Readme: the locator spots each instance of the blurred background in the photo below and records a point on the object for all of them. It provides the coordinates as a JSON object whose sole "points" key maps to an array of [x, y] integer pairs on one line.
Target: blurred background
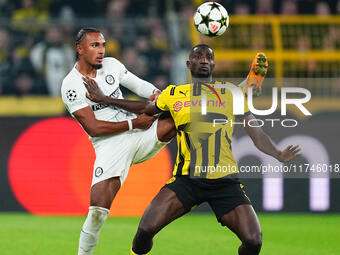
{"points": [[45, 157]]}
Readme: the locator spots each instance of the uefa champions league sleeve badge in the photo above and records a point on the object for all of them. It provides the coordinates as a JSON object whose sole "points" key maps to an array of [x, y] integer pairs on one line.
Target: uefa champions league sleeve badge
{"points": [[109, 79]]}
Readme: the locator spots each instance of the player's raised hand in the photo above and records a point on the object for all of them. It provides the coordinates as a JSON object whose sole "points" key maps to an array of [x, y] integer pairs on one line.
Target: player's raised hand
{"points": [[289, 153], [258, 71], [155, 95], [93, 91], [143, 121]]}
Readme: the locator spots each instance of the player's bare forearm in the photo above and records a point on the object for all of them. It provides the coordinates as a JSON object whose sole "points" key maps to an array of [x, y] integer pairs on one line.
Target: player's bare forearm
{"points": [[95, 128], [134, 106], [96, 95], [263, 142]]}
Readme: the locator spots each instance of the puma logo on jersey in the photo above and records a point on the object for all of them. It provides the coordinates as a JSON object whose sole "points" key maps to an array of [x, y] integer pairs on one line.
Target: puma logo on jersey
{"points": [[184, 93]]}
========
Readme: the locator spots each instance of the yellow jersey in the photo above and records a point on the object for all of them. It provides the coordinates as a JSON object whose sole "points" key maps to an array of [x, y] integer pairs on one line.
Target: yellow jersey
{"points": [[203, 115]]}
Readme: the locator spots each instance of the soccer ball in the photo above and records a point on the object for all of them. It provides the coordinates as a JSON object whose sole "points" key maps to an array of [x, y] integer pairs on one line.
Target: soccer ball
========
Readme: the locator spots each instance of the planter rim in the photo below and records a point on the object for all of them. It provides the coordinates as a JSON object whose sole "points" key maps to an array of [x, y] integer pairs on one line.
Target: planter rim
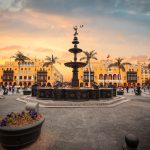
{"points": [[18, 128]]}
========
Required work: In the data, take the lines from the one containing "Readme: the locator spots each instance of the soccer" through the one containing "Target: soccer ball", inclusive, and write them out again with "soccer ball" replaced by "football". Change nothing else and give only those lines.

Result for this exercise:
Readme: the locator spots each instance of the football in the photo above and records a point on the object for all of them. It provides the coordinates as a JSON object whose sole "points" key maps to an array of [x, y] integer pairs on one line.
Target: football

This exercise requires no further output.